§ **EXERCISE**: Find the string "below" in the records. Copy every line it appears in.

§ §

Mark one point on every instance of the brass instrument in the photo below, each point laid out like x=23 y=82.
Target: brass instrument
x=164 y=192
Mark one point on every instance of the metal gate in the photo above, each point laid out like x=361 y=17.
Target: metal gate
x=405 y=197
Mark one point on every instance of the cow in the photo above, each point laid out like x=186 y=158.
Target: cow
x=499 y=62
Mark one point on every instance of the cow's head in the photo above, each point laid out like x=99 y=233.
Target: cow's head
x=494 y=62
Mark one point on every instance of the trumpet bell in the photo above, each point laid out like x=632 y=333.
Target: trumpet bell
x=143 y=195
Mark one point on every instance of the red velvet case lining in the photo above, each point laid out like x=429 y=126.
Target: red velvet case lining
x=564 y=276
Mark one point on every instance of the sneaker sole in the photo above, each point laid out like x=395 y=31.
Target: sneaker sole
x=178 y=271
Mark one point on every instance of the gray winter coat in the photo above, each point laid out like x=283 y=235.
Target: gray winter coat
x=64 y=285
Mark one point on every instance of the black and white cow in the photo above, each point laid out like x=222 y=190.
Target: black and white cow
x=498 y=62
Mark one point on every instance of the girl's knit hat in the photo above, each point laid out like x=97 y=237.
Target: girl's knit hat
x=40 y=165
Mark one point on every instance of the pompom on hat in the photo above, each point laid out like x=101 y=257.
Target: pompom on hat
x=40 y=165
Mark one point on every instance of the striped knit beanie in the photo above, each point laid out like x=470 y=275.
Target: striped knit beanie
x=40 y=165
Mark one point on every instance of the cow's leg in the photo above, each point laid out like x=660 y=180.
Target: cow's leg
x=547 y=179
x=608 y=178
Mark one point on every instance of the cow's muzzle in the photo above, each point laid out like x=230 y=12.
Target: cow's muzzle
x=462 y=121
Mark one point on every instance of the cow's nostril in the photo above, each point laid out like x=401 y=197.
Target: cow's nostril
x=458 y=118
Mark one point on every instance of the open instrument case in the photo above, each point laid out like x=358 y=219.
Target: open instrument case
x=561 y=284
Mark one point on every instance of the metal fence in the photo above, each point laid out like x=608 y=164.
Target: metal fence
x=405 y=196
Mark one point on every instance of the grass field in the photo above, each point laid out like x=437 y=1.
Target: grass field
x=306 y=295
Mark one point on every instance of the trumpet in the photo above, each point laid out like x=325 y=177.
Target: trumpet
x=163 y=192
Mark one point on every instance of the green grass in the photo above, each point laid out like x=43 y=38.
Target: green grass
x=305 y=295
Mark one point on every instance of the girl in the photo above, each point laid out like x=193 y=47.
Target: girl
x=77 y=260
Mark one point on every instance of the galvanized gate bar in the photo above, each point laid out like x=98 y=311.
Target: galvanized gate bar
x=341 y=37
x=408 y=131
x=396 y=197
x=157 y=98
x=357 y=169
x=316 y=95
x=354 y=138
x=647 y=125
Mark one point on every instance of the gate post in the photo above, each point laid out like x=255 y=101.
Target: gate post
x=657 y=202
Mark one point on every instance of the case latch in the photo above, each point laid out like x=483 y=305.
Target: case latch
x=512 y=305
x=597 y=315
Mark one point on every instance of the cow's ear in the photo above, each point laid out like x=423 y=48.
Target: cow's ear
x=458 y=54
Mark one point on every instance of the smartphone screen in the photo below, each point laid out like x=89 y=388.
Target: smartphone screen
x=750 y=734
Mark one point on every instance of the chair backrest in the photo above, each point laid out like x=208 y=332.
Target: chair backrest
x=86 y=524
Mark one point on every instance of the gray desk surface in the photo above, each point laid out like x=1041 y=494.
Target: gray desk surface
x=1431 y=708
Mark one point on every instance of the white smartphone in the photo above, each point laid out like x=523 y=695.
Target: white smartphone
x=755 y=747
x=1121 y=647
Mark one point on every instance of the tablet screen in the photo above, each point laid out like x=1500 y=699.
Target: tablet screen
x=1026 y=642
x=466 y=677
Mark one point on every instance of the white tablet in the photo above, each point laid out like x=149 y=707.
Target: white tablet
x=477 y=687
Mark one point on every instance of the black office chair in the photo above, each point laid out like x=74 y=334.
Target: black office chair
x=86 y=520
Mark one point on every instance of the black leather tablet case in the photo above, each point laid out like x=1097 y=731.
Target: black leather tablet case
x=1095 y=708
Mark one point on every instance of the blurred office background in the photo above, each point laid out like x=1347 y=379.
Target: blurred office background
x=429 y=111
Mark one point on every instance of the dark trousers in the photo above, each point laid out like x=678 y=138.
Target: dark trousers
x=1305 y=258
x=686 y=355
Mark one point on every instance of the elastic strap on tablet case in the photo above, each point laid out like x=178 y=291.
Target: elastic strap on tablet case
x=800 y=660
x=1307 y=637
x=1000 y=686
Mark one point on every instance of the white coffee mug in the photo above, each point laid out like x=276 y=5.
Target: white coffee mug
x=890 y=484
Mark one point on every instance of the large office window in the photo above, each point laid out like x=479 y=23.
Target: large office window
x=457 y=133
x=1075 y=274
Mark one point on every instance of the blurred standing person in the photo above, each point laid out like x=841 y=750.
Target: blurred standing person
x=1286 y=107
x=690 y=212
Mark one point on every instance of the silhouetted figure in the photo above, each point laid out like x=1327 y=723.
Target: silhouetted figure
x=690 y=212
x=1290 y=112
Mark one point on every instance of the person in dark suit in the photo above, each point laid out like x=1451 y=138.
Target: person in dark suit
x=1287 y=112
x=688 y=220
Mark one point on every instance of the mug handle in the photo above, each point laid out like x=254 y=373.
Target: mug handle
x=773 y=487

§ §

§ **WRITTEN RESPONSE**:
Mark one point on every instance of the brass instrument in the photo below, each point laid out like x=23 y=82.
Mark one point on every instance of the smartphone screen in the photo below, each point laid out like x=89 y=388.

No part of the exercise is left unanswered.